#### [PROMPT]
Which rows contain the word "excavator"? Pull out each of those rows in full, treating uppercase and lowercase as different.
---------- RECORDS FOR THIS EXERCISE
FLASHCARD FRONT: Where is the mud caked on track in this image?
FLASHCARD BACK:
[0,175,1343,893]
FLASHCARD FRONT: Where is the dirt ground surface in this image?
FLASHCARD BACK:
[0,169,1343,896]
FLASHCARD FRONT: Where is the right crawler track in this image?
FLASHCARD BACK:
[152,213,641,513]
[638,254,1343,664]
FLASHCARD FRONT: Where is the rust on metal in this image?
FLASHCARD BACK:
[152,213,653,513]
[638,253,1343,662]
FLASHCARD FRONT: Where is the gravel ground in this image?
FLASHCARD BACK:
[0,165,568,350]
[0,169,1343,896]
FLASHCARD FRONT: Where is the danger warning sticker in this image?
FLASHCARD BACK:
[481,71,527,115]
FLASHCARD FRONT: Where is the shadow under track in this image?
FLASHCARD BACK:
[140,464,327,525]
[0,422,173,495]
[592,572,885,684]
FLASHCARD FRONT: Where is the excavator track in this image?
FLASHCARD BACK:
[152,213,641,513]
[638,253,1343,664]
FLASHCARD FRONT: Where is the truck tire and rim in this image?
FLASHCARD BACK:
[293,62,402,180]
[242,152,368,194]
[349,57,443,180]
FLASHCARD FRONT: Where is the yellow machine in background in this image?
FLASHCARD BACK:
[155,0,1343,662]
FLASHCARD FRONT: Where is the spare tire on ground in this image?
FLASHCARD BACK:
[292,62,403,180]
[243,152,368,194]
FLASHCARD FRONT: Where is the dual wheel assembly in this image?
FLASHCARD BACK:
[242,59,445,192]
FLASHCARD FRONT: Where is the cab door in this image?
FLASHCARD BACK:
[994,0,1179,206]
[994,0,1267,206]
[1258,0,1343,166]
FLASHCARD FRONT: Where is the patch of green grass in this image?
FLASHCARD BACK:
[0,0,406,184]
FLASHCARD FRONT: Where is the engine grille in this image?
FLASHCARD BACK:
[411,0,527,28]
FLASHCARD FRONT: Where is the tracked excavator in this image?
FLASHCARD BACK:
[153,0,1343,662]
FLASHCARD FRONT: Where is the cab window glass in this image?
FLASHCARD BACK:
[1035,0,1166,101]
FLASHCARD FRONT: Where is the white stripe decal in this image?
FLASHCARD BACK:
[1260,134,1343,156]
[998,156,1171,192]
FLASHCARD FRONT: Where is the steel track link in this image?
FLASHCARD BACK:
--------------------
#### [SOLVED PROBLEM]
FLASHCARD FRONT: Where is the excavator track in this image?
FLASHCARD FRONT: Where is the tracked excavator in this image?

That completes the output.